== Set tasks ==
(1) Reproduce word for word the part of the differential privacy text that opens with the words "The most important" and closes with "exposing sensitive information.".
(2) List each range of epsilon values that the differential privacy text describes.

== Text shown ==
■ ■ ■ ■ ■

Differential Privacy (DP) Implementation with OctaiPipe#

Introduction#

Federated Learning preserves privacy by training models without moving raw data from edge devices. However, the model parameters sent by these devices can reveal patterns in the underlying data that could allow attackers to infer sensitive information (for example by using attribute and property inference privacy attacks). Differential privacy adds selected noise to these updates, protecting individual contributions.

Compared to methods like anonymization or cryptographic ciphers that obfuscate the original source, Differential privacy (DP) shifts the focus from ‘how to anonymize data’ to ‘how to measure the loss of privacy when the data is released’. By adding selected noise, DP provides an unconditional upper bound on the influence of a single individual on the output of the algorithm.

OctaiPipe has implemented Differential Privacy (DP) as a method of protecting sensitive data during federated training of neural network models.

Privacy budget#

The most important parameter in DP is the privacy budget (epsilon) which measures privacy loss. It also controls the privacy-utility/performance trade-off; lower values of epsilon indicate higher levels of privacy but are likely to reduce utility/performance as well. If epsilon is close to or lower than 1 (achieved adding more noise), the privacy loss remains small even in worst-case scenarios. Values of epsilon between 2 to 10 are not optimal, but they are considered a better solution than having no DP as they still offer some privacy protection. Values above 10 are similar to sharing the exact data, potentially exposing sensitive information.

■ ■ ■ ■ ■

== Extracted entries ==

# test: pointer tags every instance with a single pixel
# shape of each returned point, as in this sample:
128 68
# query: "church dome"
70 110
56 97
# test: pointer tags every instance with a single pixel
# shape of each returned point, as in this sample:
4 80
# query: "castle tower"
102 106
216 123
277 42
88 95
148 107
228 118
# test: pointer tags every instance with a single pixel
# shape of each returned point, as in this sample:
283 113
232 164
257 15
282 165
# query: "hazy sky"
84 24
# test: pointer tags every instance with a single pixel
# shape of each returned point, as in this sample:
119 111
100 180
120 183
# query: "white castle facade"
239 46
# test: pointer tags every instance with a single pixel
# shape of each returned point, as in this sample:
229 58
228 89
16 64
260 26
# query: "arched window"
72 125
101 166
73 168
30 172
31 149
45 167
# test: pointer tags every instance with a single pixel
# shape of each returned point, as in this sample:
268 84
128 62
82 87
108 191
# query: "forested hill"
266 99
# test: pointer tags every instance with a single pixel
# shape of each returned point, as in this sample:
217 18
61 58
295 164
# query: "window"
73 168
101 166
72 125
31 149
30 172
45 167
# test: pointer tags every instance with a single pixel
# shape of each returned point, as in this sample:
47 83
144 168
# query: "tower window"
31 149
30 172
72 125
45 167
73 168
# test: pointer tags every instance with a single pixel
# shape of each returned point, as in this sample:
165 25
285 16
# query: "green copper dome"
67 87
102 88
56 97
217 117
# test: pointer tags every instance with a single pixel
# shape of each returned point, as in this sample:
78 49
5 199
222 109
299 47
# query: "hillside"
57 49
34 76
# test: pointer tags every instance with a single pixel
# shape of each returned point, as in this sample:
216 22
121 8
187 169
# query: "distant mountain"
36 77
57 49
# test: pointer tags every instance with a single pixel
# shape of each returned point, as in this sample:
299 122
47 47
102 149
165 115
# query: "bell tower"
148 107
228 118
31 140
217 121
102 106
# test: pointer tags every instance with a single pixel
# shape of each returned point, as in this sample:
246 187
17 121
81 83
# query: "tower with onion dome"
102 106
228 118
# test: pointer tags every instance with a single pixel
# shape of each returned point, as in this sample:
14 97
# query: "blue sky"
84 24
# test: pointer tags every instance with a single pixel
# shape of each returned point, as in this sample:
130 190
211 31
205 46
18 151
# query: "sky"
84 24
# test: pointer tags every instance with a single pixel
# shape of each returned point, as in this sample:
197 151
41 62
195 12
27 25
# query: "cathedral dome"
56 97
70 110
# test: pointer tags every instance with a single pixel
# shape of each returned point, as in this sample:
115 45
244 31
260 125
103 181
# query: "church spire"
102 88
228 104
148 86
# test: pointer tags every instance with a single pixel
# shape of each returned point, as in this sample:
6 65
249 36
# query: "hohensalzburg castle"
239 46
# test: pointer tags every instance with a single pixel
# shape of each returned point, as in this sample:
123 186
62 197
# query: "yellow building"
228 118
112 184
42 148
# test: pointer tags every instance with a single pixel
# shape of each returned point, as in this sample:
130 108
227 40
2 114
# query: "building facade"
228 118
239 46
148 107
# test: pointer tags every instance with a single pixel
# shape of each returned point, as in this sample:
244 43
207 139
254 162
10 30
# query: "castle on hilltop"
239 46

■ ■ ■ ■ ■

== Set of answers ==
(1)
The most important parameter in DP is the privacy budget (epsilon) which measures privacy loss. It also controls the privacy-utility/performance trade-off; lower values of epsilon indicate higher levels of privacy but are likely to reduce utility/performance as well. If epsilon is close to or lower than 1 (achieved adding more noise), the privacy loss remains small even in worst-case scenarios. Values of epsilon between 2 to 10 are not optimal, but they are considered a better solution than having no DP as they still offer some privacy protection. Values above 10 are similar to sharing the exact data, potentially exposing sensitive information.

(2)
- Close to or lower than 1
- Between 2 to 10
- Above 10